Raw data

════════

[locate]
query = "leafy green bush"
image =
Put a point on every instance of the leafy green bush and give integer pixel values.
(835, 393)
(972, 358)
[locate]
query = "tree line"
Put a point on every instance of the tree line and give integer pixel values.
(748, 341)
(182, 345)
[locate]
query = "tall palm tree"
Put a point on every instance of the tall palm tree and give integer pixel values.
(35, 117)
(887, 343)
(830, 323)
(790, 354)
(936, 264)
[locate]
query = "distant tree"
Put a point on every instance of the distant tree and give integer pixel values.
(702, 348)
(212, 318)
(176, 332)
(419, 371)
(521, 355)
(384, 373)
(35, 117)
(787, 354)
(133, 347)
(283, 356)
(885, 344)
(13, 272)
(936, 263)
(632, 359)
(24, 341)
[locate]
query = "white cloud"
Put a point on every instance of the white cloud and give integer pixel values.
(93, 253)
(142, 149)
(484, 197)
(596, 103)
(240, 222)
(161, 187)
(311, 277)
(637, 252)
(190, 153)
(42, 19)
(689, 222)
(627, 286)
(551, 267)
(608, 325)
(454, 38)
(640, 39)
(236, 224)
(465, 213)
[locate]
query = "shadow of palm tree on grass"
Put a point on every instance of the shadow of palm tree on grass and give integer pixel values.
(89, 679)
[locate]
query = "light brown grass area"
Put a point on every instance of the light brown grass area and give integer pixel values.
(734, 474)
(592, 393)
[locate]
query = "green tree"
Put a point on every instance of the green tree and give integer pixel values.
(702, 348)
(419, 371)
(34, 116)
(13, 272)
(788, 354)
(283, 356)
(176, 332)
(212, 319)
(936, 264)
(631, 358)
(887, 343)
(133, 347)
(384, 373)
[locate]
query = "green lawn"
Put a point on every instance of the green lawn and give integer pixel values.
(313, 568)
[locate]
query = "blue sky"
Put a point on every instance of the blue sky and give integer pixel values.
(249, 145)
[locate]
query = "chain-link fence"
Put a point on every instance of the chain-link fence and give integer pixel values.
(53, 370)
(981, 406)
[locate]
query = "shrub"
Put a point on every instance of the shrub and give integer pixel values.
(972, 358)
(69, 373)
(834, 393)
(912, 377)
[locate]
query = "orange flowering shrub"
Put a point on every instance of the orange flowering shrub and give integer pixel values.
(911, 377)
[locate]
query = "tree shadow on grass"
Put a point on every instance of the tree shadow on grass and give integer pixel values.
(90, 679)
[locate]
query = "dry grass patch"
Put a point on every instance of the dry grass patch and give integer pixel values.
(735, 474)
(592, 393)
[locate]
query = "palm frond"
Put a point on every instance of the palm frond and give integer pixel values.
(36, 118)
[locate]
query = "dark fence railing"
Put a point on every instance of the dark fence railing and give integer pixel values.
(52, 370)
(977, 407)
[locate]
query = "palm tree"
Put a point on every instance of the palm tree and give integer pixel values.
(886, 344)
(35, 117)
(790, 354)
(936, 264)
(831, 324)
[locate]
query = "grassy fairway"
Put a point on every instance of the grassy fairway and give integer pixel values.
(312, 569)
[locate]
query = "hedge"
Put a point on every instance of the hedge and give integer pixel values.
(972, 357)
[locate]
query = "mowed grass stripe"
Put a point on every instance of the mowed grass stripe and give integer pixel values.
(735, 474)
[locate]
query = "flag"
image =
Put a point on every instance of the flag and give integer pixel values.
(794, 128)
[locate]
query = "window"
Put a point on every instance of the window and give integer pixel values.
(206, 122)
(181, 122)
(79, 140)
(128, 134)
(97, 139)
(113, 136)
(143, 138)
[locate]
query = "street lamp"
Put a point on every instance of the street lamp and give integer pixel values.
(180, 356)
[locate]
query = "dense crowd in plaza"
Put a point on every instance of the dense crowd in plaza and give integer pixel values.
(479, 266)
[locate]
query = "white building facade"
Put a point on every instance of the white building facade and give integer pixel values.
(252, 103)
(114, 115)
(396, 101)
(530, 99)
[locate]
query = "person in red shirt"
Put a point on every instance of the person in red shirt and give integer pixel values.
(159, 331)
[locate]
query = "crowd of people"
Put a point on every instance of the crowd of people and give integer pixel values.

════════

Instructions to follow
Transcribe all the material, keeping each word as it is.

Answer space
[locate]
query = "leafy green bush"
image =
Put a point on every instance of the leafy green bush and give integer pixel values.
(835, 393)
(972, 358)
[locate]
query = "tree line"
Put a point on every instance of the tree line and give integer pixel values.
(748, 341)
(182, 345)
[locate]
query = "tall palm tree"
Put a point on every instance of the tall palm tree and give integer pixel values.
(35, 117)
(887, 343)
(830, 323)
(790, 354)
(936, 264)
[locate]
query = "distant tree"
Put a point on every instance of the distant tree and give integer pixel values.
(702, 348)
(212, 318)
(176, 332)
(419, 371)
(521, 355)
(384, 373)
(35, 117)
(787, 354)
(133, 347)
(283, 356)
(885, 344)
(13, 272)
(936, 263)
(632, 359)
(24, 341)
[locate]
query = "white cloud"
Put a point on every instance of the white cloud and give integer pixel values.
(93, 253)
(142, 149)
(484, 197)
(596, 103)
(240, 222)
(161, 187)
(311, 277)
(637, 252)
(190, 153)
(42, 19)
(689, 222)
(627, 286)
(551, 267)
(608, 325)
(454, 38)
(640, 39)
(236, 224)
(465, 213)
[locate]
query = "shadow of palm tree on grass"
Put a point on every instance of the shadow of palm tree on grass and give integer pixel values.
(89, 679)
[locate]
query = "light brown grass area"
Put a point on every instance of the light brown grass area and give integer pixel values.
(734, 474)
(592, 393)
[locate]
query = "green tree"
Put a point on every instance of the green tree and give integer pixel values.
(702, 348)
(419, 371)
(34, 116)
(13, 272)
(788, 354)
(283, 356)
(176, 332)
(212, 319)
(936, 264)
(631, 358)
(887, 343)
(133, 347)
(384, 373)
[locate]
query = "green lawn"
Put a point on every instance of the green lawn and give integer pixel values.
(313, 568)
[locate]
query = "blue sky"
Put a point on every instance of the blue sky and give integer pixel values.
(249, 145)
[locate]
query = "chain-link fence"
Put a point on every instance of the chain-link fence and give integer pixel values.
(53, 370)
(981, 406)
[locate]
query = "shrub"
Put a point on every instance of the shrub and give integer pixel values.
(972, 358)
(69, 373)
(834, 393)
(912, 377)
[locate]
query = "orange flowering shrub"
Put a point on every instance of the orange flowering shrub and give integer pixel values.
(911, 377)
[locate]
query = "tree shadow on grass"
Put a point on every instance of the tree shadow on grass and give integer pixel values.
(90, 679)
[locate]
query = "dry grass patch"
Put a point on every instance of the dry grass patch and give integer pixel values.
(735, 474)
(592, 393)
[locate]
query = "palm frond"
Put a point on every instance of the palm frond and give integer pixel values.
(36, 118)
[locate]
query = "dark fence railing"
Put a point on every instance of the dark fence railing and give integer pixel values.
(52, 370)
(977, 407)
[locate]
query = "palm tree"
Put a point on every instance of the palm tree and give integer pixel values.
(886, 344)
(35, 117)
(790, 354)
(936, 264)
(831, 324)
[locate]
query = "grassy fairway"
Put a point on every instance of the grassy fairway and give integer pixel values.
(312, 569)
[locate]
query = "hedge"
Put a point on every instance of the hedge and give integer pixel values.
(972, 357)
[locate]
query = "mowed grass stripe"
Put a point on every instance of the mowed grass stripe and give integer pixel values.
(735, 474)
[locate]
query = "flag"
image =
Put a point on every instance of the flag and give integer pixel values.
(794, 128)
[locate]
query = "window"
Put a point on every instance of the window and give integer pixel values.
(206, 122)
(181, 122)
(79, 140)
(128, 134)
(97, 139)
(113, 136)
(143, 138)
[locate]
query = "street lamp"
Put a point on every instance of the street lamp and give integer pixel values.
(180, 356)
[locate]
query = "dense crowd in plaza"
Put a point on every instance of the dense crowd in plaza and give integer pixel values.
(479, 266)
[locate]
query = "white building facade"
Put a point on every instance of the white building facade and give integer pixel values.
(252, 103)
(114, 115)
(396, 101)
(530, 99)
[locate]
query = "person in red shirt"
Put a point on every instance of the person in red shirt and give integer pixel values.
(159, 331)
[locate]
query = "crowd of people"
Put a point on every instance of the crowd of people and give integer pixel values.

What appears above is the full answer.